**GIVEN PASSAGE**.
########

In an instant, your life changes forever. Your car skids off the road. Your plane clips a wing on landing. A motorcycle runs a red light and heads straight at you. For the rest of your time on earth, the sights, smells, and sounds of that instant will be seared in your memory.
In response to my post “How The Brain Stops Time,” more than 100 readers have written to share their experiences of time dilation in the face of intense danger. A closely related corollary is that terrifying memories are burned indelibly in our minds. Long after every other detail of our lives has melted away into the great sea of forgotten things, these moments remain intensely alive.
Reader Alice from Jupiter, Florida writes:
Crossing a street one evening, my sister’s boyfriend picked me up and threw me “fireman” style over his shoulder. I had an injured ankle I remember ‘whining’ about, so he did this in order to assuage – or humor me. My sister, by the way, was trailing a few feet behind us.

########

**THE PROBLEM**.
Write out the section of the passage on terrifying memories starting at "In an instant, your" and ending at "remain intensely alive.", word for word. The material that follows comes from a separate source unrelated to the passage on terrifying memories.

**SOURCE MATERIAL**.
########

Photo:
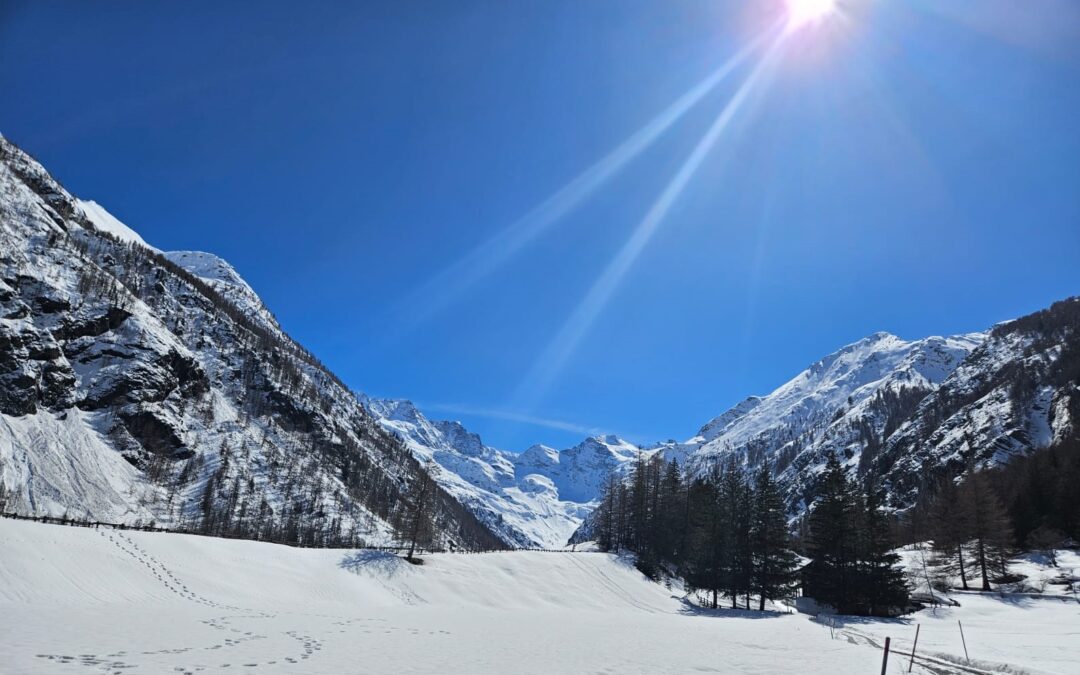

########

**SOLUTION TO THE EXERCISE**.
In an instant, your life changes forever. Your car skids off the road. Your plane clips a wing on landing. A motorcycle runs a red light and heads straight at you. For the rest of your time on earth, the sights, smells, and sounds of that instant will be seared in your memory.
In response to my post “How The Brain Stops Time,” more than 100 readers have written to share their experiences of time dilation in the face of intense danger. A closely related corollary is that terrifying memories are burned indelibly in our minds. Long after every other detail of our lives has melted away into the great sea of forgotten things, these moments remain intensely alive.